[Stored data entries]
^^^^

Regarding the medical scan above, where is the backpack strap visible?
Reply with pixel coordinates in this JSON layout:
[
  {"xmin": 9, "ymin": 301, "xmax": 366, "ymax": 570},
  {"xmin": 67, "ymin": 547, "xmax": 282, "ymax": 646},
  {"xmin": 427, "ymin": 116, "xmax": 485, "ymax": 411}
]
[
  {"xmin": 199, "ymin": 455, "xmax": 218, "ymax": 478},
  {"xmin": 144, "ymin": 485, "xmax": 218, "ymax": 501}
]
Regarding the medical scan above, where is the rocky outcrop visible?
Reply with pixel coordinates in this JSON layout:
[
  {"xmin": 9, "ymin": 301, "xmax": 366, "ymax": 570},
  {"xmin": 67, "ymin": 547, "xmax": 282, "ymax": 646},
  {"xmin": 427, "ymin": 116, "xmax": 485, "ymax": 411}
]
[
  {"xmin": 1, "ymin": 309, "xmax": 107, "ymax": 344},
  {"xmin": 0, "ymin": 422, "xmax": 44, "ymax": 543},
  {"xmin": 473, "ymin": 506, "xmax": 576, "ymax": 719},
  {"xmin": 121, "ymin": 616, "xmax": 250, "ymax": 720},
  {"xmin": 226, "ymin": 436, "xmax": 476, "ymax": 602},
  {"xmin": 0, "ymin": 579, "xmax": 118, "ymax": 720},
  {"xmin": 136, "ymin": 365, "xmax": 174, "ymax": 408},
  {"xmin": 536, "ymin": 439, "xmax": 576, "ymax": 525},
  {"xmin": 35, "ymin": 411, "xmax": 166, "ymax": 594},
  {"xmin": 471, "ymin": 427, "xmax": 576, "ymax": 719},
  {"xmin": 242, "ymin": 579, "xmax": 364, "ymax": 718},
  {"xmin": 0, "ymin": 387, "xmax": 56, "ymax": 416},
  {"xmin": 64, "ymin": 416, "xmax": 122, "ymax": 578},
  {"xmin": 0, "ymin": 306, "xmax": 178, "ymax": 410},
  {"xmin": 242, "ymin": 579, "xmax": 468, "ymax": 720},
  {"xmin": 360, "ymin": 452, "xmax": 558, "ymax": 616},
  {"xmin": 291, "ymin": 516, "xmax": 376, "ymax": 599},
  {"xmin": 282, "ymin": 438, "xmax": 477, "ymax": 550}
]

^^^^

Action item - The answer must be an exact copy of every record above.

Exercise result -
Regarding the medical scan above, where is the backpack strap visible?
Reply with pixel coordinates in this JSON layout:
[
  {"xmin": 9, "ymin": 301, "xmax": 366, "ymax": 570},
  {"xmin": 67, "ymin": 547, "xmax": 282, "ymax": 646},
  {"xmin": 427, "ymin": 116, "xmax": 485, "ymax": 411}
]
[
  {"xmin": 199, "ymin": 455, "xmax": 218, "ymax": 478},
  {"xmin": 144, "ymin": 485, "xmax": 218, "ymax": 501}
]
Regarding the medical scan above, where is the rocky outcrop visible?
Reply with pixel coordinates in this JSON layout:
[
  {"xmin": 9, "ymin": 301, "xmax": 366, "ymax": 570},
  {"xmin": 67, "ymin": 547, "xmax": 282, "ymax": 646},
  {"xmin": 427, "ymin": 116, "xmax": 485, "ymax": 411}
]
[
  {"xmin": 1, "ymin": 309, "xmax": 107, "ymax": 344},
  {"xmin": 0, "ymin": 422, "xmax": 44, "ymax": 543},
  {"xmin": 473, "ymin": 506, "xmax": 576, "ymax": 719},
  {"xmin": 121, "ymin": 616, "xmax": 250, "ymax": 720},
  {"xmin": 226, "ymin": 436, "xmax": 476, "ymax": 602},
  {"xmin": 0, "ymin": 579, "xmax": 118, "ymax": 720},
  {"xmin": 136, "ymin": 365, "xmax": 174, "ymax": 408},
  {"xmin": 536, "ymin": 439, "xmax": 576, "ymax": 525},
  {"xmin": 35, "ymin": 411, "xmax": 166, "ymax": 594},
  {"xmin": 471, "ymin": 427, "xmax": 576, "ymax": 719},
  {"xmin": 242, "ymin": 579, "xmax": 364, "ymax": 718},
  {"xmin": 0, "ymin": 387, "xmax": 56, "ymax": 416},
  {"xmin": 64, "ymin": 416, "xmax": 122, "ymax": 578},
  {"xmin": 0, "ymin": 306, "xmax": 178, "ymax": 410},
  {"xmin": 242, "ymin": 579, "xmax": 468, "ymax": 720},
  {"xmin": 360, "ymin": 452, "xmax": 558, "ymax": 616},
  {"xmin": 291, "ymin": 516, "xmax": 376, "ymax": 599},
  {"xmin": 282, "ymin": 438, "xmax": 477, "ymax": 550}
]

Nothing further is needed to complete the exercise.